Doosan Encyclopedia is a Korean language encyclopedia published by Doosan Donga (두산동아). The encyclopedia is based on the Dong-A Color Encyclopedia (동아원색세계대백과사전), which comprises 30 volumes and began to be published in 1982 by Dong-A Publishing (동아출판사). Dong-A Publishing was merged into Doosan Donga, a subsidiary of Doosan Group, in February 1985. The Doosan Encyclopedia is a major encyclopedia in South Korea.

Digital edition

EnCyber
The online version of the Doosan Encyclopedia was named EnCyber, which is a blend of two English words: Encyclopedia and Cyber. The company has stated that, with the trademark, it aims to become a center of living knowledge. EnCyber provides free content to readers via South Korean portals such as Naver. Naver has risen to the top position in the search engine market of South Korea partially because of the popularity of EnCyber encyclopedia. When Naver exclusively contracted Doosan Doonga in 2003, the former paid multi billion won to the latter in royalties.

STATED EXERCISE A: List every year mentioned in the passage on the Doosan Encyclopedia.
The records that follow have no connection to the passage on the Doosan Encyclopedia.

GIVEN DATA:
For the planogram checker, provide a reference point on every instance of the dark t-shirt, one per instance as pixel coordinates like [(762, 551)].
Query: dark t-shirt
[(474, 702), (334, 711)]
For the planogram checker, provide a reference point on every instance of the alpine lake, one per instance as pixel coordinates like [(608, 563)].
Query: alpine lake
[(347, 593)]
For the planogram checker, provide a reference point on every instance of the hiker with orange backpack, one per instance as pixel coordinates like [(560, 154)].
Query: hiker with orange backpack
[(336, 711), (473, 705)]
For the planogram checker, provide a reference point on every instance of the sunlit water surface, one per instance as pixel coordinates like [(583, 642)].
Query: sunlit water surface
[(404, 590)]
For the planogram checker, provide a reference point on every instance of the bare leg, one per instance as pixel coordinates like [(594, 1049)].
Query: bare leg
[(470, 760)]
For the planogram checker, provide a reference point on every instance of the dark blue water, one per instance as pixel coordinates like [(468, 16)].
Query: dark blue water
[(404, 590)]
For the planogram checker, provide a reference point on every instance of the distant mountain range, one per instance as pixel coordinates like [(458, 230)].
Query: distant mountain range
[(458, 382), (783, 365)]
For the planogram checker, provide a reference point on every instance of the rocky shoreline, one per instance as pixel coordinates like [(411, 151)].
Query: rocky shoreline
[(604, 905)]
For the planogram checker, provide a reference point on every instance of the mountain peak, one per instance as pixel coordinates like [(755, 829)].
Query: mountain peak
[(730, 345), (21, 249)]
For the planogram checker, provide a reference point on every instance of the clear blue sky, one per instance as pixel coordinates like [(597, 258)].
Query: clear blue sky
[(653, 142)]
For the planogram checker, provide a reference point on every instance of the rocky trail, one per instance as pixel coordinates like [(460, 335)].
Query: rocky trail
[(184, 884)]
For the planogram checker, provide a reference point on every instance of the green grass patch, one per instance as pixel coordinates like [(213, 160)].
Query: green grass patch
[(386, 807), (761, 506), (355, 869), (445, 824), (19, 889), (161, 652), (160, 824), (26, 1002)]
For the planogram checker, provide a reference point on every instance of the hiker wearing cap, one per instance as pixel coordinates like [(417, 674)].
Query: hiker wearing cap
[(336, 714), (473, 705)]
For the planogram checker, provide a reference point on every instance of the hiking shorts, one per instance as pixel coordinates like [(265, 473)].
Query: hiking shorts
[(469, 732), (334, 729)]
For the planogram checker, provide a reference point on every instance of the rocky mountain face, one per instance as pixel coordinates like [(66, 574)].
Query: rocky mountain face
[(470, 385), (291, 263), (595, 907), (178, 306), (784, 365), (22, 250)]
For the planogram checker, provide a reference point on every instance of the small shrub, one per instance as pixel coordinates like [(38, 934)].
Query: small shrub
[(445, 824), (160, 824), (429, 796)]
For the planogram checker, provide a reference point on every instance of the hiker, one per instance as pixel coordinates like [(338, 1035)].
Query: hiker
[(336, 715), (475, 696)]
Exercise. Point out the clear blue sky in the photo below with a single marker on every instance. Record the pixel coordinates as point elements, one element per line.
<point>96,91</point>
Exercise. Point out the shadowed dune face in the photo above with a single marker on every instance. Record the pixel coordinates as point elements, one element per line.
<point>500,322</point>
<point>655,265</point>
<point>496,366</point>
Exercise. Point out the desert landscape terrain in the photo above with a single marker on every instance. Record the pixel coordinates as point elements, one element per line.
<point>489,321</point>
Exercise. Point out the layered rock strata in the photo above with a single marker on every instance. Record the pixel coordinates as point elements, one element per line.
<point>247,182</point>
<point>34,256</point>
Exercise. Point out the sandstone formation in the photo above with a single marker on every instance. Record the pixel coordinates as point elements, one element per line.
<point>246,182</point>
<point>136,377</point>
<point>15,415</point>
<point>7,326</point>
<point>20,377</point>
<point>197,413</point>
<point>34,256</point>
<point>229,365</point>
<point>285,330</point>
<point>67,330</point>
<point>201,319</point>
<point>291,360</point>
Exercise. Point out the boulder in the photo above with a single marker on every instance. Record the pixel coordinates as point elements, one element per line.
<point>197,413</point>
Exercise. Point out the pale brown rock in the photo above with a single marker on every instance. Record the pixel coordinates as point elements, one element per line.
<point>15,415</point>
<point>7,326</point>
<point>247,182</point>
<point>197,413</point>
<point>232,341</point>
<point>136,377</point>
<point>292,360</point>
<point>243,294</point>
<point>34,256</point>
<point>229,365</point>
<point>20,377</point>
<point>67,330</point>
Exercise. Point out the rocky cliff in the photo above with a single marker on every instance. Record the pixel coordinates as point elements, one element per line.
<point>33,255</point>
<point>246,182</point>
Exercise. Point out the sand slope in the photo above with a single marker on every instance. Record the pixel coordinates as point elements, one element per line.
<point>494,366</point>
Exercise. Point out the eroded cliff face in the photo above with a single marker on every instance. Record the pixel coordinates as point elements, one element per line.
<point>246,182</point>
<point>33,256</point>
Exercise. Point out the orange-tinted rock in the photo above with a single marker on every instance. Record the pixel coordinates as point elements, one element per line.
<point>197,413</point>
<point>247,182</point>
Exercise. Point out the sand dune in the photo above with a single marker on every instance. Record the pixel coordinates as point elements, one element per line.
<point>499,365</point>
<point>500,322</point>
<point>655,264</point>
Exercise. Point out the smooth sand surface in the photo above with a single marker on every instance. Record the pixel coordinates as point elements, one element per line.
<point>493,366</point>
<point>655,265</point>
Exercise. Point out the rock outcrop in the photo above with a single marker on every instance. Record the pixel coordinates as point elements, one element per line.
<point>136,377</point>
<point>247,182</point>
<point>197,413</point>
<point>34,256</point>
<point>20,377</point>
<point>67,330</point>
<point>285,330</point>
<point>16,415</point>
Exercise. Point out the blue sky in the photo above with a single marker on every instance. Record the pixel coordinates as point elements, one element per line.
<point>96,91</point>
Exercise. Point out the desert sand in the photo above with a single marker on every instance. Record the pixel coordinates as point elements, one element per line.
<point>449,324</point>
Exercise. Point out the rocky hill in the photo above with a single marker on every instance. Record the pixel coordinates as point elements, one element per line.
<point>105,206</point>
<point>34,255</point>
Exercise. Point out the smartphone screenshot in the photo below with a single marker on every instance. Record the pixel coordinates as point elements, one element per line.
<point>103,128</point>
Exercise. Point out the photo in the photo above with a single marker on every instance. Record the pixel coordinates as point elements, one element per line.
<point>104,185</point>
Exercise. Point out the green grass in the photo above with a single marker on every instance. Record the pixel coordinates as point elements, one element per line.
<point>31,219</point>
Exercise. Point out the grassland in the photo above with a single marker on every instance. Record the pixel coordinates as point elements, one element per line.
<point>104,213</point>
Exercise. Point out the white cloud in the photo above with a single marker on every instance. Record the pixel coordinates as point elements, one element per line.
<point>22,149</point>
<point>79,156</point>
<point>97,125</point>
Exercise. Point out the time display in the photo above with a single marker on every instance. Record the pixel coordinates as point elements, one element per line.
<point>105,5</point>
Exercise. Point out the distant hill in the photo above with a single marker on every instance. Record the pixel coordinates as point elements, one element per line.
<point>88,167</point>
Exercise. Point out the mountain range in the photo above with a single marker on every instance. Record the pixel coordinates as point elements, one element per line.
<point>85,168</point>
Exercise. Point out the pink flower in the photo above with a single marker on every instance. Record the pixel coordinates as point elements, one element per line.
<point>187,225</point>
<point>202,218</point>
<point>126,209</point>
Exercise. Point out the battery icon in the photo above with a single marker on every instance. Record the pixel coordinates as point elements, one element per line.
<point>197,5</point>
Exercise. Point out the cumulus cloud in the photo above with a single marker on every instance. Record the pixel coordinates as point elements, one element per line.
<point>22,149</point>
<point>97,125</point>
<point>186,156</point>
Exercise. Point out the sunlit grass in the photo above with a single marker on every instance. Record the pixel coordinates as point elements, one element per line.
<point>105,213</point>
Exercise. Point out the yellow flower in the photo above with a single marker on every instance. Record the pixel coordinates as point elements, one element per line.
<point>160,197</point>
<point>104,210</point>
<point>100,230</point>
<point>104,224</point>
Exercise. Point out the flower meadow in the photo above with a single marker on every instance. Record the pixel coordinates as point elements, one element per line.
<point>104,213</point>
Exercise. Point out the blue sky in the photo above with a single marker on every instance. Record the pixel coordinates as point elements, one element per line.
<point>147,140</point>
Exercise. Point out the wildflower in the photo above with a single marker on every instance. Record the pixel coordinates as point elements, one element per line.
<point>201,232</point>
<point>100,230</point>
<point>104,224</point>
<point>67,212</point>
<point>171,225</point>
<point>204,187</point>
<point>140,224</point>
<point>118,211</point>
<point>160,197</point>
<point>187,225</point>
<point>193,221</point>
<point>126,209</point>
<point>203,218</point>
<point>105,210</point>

STATED EXERCISE B: Swap "photo" for "image" in the records starting at the line that contains "Exercise. Point out the yellow" and ending at the last line of the records. Leave everything else unchanged.

CORRECT RESULT A: 1982, 1985, 2003

CORRECT RESULT B:
Exercise. Point out the yellow flower in the image above with a single marker on every instance. Record the pixel coordinates as point elements, one element per line.
<point>160,197</point>
<point>104,210</point>
<point>100,230</point>
<point>104,224</point>
Exercise. Point out the flower meadow in the image above with a single marker on every instance. Record the pixel coordinates as point elements, one element per line.
<point>104,213</point>
Exercise. Point out the blue sky in the image above with a single marker on every instance. Record the pixel coordinates as point elements, one element per line.
<point>147,140</point>
Exercise. Point out the wildflower in the image above with a single marker on every instance. Record the pixel coordinates as point elements, one element per line.
<point>201,232</point>
<point>100,230</point>
<point>104,224</point>
<point>67,212</point>
<point>171,225</point>
<point>204,187</point>
<point>140,224</point>
<point>118,211</point>
<point>160,197</point>
<point>187,225</point>
<point>193,221</point>
<point>126,209</point>
<point>203,218</point>
<point>105,210</point>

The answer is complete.